YOUR INSTRUCTIONS: Can you copy all of the entries below word for word, omitting the pictures from your copy?

### DATA SUPPLIED ###

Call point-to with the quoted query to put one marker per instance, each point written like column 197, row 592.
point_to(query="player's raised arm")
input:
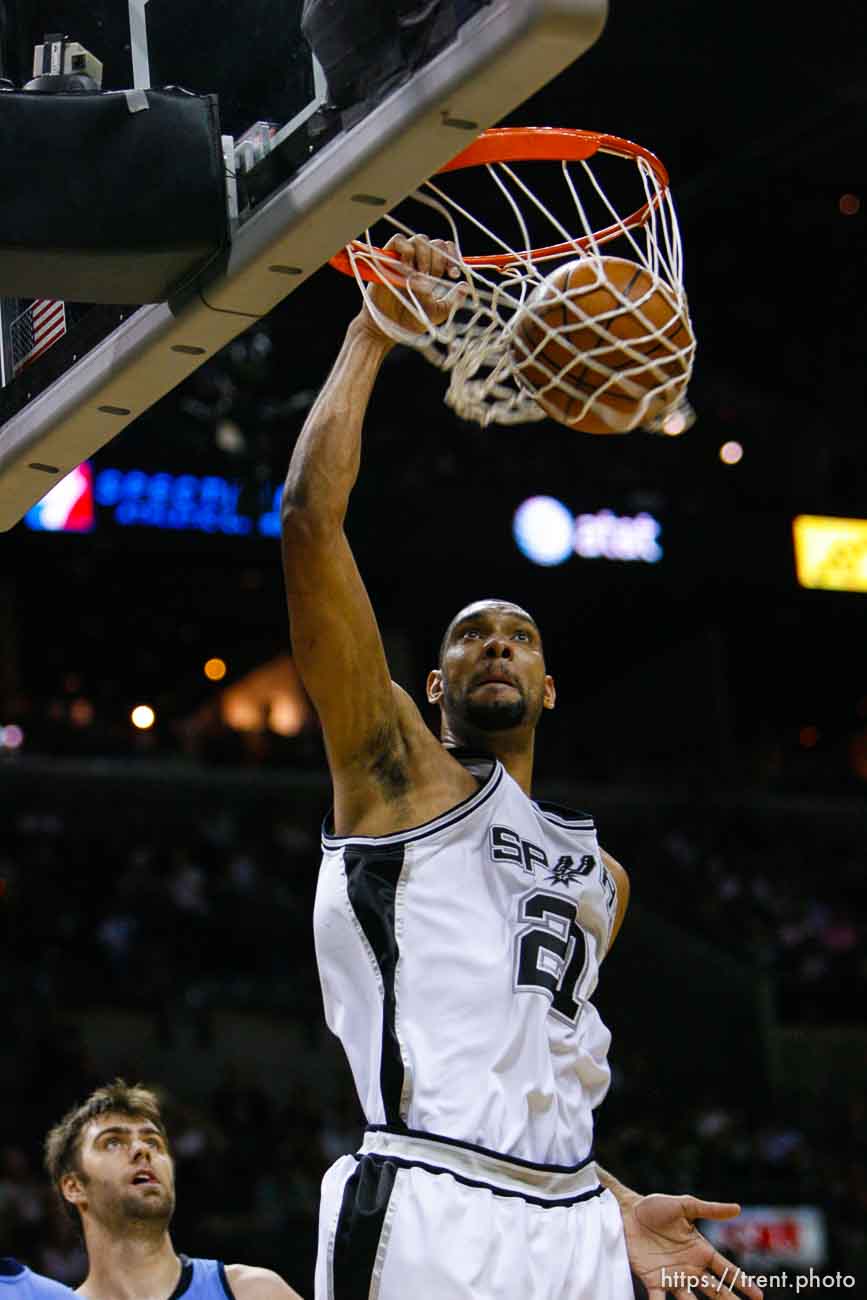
column 336, row 640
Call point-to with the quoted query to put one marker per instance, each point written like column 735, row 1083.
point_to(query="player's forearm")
column 326, row 456
column 624, row 1195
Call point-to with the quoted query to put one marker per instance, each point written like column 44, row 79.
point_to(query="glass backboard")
column 313, row 147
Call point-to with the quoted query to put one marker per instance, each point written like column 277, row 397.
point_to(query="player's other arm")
column 336, row 638
column 251, row 1283
column 621, row 884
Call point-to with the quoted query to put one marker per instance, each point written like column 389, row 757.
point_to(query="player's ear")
column 72, row 1188
column 434, row 687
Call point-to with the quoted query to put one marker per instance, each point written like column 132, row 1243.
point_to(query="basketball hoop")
column 559, row 195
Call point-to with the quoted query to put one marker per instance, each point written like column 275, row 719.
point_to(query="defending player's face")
column 491, row 676
column 128, row 1173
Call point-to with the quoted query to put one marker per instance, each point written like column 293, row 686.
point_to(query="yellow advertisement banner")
column 831, row 553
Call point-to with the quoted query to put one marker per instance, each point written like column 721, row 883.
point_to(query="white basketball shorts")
column 414, row 1217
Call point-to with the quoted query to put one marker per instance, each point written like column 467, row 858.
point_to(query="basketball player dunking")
column 111, row 1165
column 459, row 931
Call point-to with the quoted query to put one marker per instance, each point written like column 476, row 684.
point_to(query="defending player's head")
column 111, row 1165
column 491, row 676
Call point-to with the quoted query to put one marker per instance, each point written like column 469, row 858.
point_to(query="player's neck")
column 129, row 1266
column 514, row 750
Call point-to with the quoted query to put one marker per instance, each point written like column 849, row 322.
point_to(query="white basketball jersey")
column 456, row 963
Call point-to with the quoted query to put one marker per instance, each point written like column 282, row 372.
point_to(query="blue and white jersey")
column 458, row 961
column 20, row 1282
column 202, row 1279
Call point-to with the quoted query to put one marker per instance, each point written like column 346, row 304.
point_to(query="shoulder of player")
column 621, row 884
column 616, row 870
column 248, row 1282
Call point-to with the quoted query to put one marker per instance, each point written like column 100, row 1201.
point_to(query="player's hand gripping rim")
column 419, row 285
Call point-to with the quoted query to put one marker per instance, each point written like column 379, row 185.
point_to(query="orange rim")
column 534, row 144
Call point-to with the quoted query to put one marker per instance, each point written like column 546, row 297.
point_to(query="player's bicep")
column 336, row 644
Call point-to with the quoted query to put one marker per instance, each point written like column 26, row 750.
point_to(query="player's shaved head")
column 477, row 609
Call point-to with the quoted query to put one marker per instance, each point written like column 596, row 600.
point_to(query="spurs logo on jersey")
column 458, row 961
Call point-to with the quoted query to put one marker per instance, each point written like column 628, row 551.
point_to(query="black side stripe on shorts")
column 372, row 874
column 398, row 1162
column 359, row 1227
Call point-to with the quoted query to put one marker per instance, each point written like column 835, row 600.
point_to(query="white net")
column 525, row 343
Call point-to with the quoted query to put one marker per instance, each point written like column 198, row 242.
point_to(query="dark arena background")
column 163, row 778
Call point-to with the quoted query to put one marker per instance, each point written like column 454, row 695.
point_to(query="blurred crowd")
column 178, row 911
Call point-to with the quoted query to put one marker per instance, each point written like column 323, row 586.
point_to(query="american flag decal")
column 35, row 329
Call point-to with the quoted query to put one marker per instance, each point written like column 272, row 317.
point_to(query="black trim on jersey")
column 473, row 1182
column 417, row 832
column 186, row 1277
column 224, row 1279
column 402, row 1131
column 569, row 815
column 372, row 874
column 359, row 1227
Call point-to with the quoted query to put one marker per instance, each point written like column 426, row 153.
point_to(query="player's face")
column 128, row 1174
column 493, row 676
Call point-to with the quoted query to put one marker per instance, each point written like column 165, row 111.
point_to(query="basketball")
column 564, row 345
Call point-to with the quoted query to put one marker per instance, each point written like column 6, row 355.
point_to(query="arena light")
column 543, row 531
column 68, row 507
column 12, row 736
column 831, row 553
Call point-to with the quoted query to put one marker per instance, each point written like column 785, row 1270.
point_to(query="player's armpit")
column 621, row 884
column 251, row 1283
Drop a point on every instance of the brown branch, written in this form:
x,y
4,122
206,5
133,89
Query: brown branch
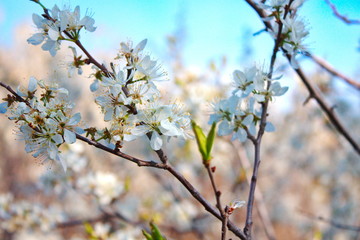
x,y
326,66
259,200
139,162
231,226
331,115
257,142
218,202
326,109
332,222
340,16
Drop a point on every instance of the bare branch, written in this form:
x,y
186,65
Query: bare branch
x,y
218,202
332,222
331,115
326,66
327,109
340,16
260,205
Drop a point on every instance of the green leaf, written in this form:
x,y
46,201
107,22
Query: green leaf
x,y
147,235
210,141
200,139
155,233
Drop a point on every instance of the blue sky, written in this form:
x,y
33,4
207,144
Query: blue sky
x,y
213,29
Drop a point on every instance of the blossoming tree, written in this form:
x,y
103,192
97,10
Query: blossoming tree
x,y
126,91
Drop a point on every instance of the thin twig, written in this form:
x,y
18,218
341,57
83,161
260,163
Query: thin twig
x,y
257,143
224,223
340,16
332,222
218,202
327,109
231,226
259,200
142,163
331,114
326,66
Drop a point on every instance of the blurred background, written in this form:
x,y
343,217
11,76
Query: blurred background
x,y
308,170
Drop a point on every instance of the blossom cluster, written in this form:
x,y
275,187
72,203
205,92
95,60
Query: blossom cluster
x,y
131,103
239,114
44,119
59,25
283,17
23,215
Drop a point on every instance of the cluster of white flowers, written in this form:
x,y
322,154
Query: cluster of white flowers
x,y
293,29
45,119
106,231
105,186
238,115
59,25
22,215
130,102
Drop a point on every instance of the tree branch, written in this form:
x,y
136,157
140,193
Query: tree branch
x,y
340,16
313,94
326,66
332,222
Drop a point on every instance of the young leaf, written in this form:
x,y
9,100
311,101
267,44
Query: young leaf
x,y
147,235
200,139
210,141
155,232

###

CORRECT RESPONSE:
Call point-to with the quoted query to put one marker per instance, each point written like column 197, row 592.
point_to(query="player's raised arm")
input:
column 336, row 640
Call point-to with the quoted query to put one marker per instance, each point written like column 735, row 1083.
point_to(query="player's forearm")
column 326, row 456
column 624, row 1195
Call point-to with the quoted query to put one marker per instance, each point written like column 44, row 79.
point_to(query="glass backboard")
column 313, row 147
Call point-to with the quoted query to put one marker per instance, each point written like column 277, row 397.
point_to(query="player's other arm")
column 336, row 638
column 251, row 1283
column 621, row 884
Call point-to with the quoted query to put one marker per instance, each point written like column 389, row 757.
point_to(query="player's ear")
column 72, row 1188
column 434, row 687
Call point-to with the quoted query to put one marker per instance, each point written like column 132, row 1243.
point_to(query="basketball hoop")
column 559, row 195
Call point-to with the quoted query to put one marker per instance, each point written like column 275, row 719.
point_to(query="defending player's face")
column 491, row 676
column 128, row 1173
Call point-to with the quoted query to put one marker per instance, each point written like column 293, row 686.
point_to(query="yellow advertisement banner")
column 831, row 553
Call point-to with the quoted query to put one marker per instance, each point written like column 721, row 883.
point_to(query="white basketball shorts")
column 414, row 1217
Call point-to with the quoted query to put one marker per instance, each point written like column 467, row 858.
point_to(query="basketball player dunking")
column 111, row 1165
column 459, row 931
Call point-to with the quoted query to put one marker per instance, each point written like column 476, row 684.
point_to(query="defending player's head")
column 111, row 1165
column 491, row 676
Call point-to with the quoted query to put one marker per instance, each point written like column 469, row 858.
point_to(query="player's neck")
column 129, row 1266
column 514, row 750
Call point-to with the quoted query to put one marker per instance, each point written like column 849, row 322.
point_to(query="white basketball jersey")
column 456, row 963
Call point-to with the quoted query to put one marker per instance, each point written like column 282, row 372.
point_to(query="blue and white jersey")
column 458, row 961
column 20, row 1282
column 202, row 1279
Call point-to with the quoted query to put one marker per instance, each point written like column 346, row 304.
point_to(query="shoulder of player")
column 621, row 884
column 616, row 870
column 248, row 1282
Call point-to with the quoted query to put one marker per instance, each point written like column 100, row 1201.
point_to(query="player's hand gripping rim")
column 419, row 285
Call point-to with the quoted query to put one marker per instance, each point written like column 379, row 185.
point_to(query="orange rim")
column 534, row 144
Call point-to with the quoted query to put one marker per instance, each point written like column 546, row 297.
point_to(query="player's bicep")
column 336, row 644
Call point-to with the quoted query to put one marker per instance, each point written like column 26, row 750.
point_to(query="player's shaved head")
column 477, row 609
Call point-to with the quoted query to put one marker per instance, each point written like column 596, row 600.
point_to(query="spurs logo on jersey")
column 458, row 961
Call point-to with the quoted query to put one marker per instance, each point written like column 628, row 551.
point_to(query="black side stripe on shorts")
column 372, row 874
column 398, row 1162
column 359, row 1227
Call point-to with the quoted query to put one marker per instance, each point written like column 835, row 600.
point_to(query="white net")
column 525, row 343
Call point-to with the quoted query to put one marker per instance, each point written like column 198, row 242.
point_to(query="dark arena background")
column 163, row 778
Call point-to with the quoted query to put one marker per instance, each point written like column 454, row 695.
point_to(query="blurred crowd")
column 178, row 911
Call point-to with the quoted query to put one marker per instance, each point written like column 323, row 586.
point_to(query="american flag decal")
column 35, row 329
Call point-to with the quoted query to put one marker per instance, each point written like column 272, row 317.
point_to(query="black trim on jersey")
column 473, row 1182
column 417, row 832
column 186, row 1277
column 224, row 1279
column 402, row 1131
column 569, row 815
column 372, row 874
column 359, row 1227
Call point-to with the quoted query to put one marker per instance, each point written like column 426, row 153.
point_to(query="player's face")
column 128, row 1174
column 493, row 676
Call point-to with the quoted query to put one marker per instance, each point written like column 165, row 111.
point_to(query="basketball")
column 564, row 345
Call point-to with the quoted query to put one marker per instance, each point written like column 6, row 355.
point_to(query="arena light")
column 543, row 531
column 68, row 507
column 12, row 736
column 831, row 553
Call point-to with the quoted query to put one marker per instance, each point written like column 785, row 1270.
point_to(query="player's armpit")
column 621, row 884
column 251, row 1283
Drop a point on every instance of the brown branch, written in this form:
x,y
4,122
206,5
133,89
Query: brown branch
x,y
326,66
259,200
139,162
231,226
331,115
257,142
218,202
326,109
332,222
340,16
Drop a point on every instance of the bare branch, written in this form:
x,y
186,65
Query: bare branch
x,y
218,202
332,222
331,115
326,66
327,109
340,16
260,205
Drop a point on every instance of the green leaf, written in this form:
x,y
46,201
107,22
Query: green leaf
x,y
147,235
210,141
200,139
155,233
Drop a point on every instance of the blue sky, written in this form:
x,y
33,4
207,144
Query: blue sky
x,y
213,29
Drop a point on every instance of the blossoming tree, written in this form:
x,y
103,192
97,10
Query: blossoming tree
x,y
126,91
Drop a point on every instance of the thin twig, written in this form:
x,y
18,218
341,57
83,161
260,163
Query: thin twig
x,y
257,143
224,223
340,16
332,222
218,202
327,109
231,226
259,200
142,163
331,114
326,66
Drop a point on every instance of the blurred background, written in this form:
x,y
343,217
11,76
Query: blurred background
x,y
308,170
Drop a point on every instance of the blossom cluster, written in this form:
x,y
275,187
72,203
205,92
95,60
Query: blossom cluster
x,y
131,103
239,114
44,119
59,25
283,17
23,215
Drop a point on every instance of the cluster of white flowers, written in this form:
x,y
322,154
Query: cluster of white flowers
x,y
293,29
45,119
106,231
105,186
238,115
59,25
22,215
130,102
Drop a point on every instance of the tree branch, written in this form:
x,y
136,157
140,193
Query: tree branch
x,y
340,16
313,94
326,66
332,222
Drop a point on every instance of the young leaf, written in this form:
x,y
9,100
311,101
267,44
Query: young leaf
x,y
147,235
200,139
210,141
155,232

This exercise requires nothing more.